- [Work to be completed]:
Would you copy the lines below exactly and omit the images?
::::
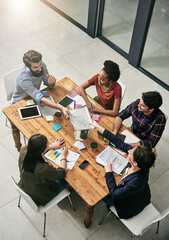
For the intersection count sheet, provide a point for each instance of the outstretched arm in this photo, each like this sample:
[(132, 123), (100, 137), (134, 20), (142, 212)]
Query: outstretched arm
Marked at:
[(112, 112), (82, 91), (117, 124)]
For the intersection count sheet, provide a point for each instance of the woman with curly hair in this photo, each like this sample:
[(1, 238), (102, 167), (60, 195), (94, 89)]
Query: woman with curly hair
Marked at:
[(37, 177), (108, 90)]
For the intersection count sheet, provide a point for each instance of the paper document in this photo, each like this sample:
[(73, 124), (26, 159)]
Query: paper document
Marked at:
[(109, 155), (130, 138), (79, 100), (45, 110), (81, 119), (55, 156)]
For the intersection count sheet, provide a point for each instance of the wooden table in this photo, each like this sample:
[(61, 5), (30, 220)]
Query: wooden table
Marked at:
[(89, 183)]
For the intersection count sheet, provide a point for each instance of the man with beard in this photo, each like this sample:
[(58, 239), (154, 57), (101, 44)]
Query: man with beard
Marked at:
[(148, 121), (28, 83)]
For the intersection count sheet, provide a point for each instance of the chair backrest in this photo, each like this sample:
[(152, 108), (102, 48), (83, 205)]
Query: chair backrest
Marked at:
[(161, 215), (9, 80), (123, 88), (27, 198)]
::::
- [Task response]:
For the intersection count sheet, provide a point for each instance of the outstretched arm in this photo, each like this sample:
[(132, 123), (100, 137), (134, 20), (142, 212)]
Query: outstretched arm
Marked at:
[(112, 112), (82, 91), (117, 124)]
For the intersection count sheet, provide a point for each instance of the woman with curly hair in this photo, each like this sample:
[(1, 238), (102, 167), (60, 195), (94, 89)]
Query: woman with curly hair
Marked at:
[(37, 177), (108, 90)]
For the intersection count sheet, provide a point for each instance of the paper document in this photo, each like this sample:
[(73, 124), (26, 159)]
Query: paper document
Marked at:
[(109, 155), (130, 138), (79, 100), (45, 110), (81, 119), (55, 156)]
For the intersection count sheet, provide a point for each instance of the wooden table in this photo, each like this sample:
[(61, 5), (30, 220)]
Query: wooden table
Marked at:
[(89, 183)]
For the intersection count sheet, provide a point for each instance of the man with beard in this photo, each like this sample:
[(58, 239), (154, 57), (101, 44)]
Query: man with beard
Marked at:
[(148, 121), (28, 83)]
For the intersection count sheet, provide a point for each instance of the chair backrest in this photo, each like this sample:
[(152, 108), (102, 48), (83, 205)]
Query: chair backrest
Marked at:
[(161, 215), (9, 80), (123, 88), (27, 198)]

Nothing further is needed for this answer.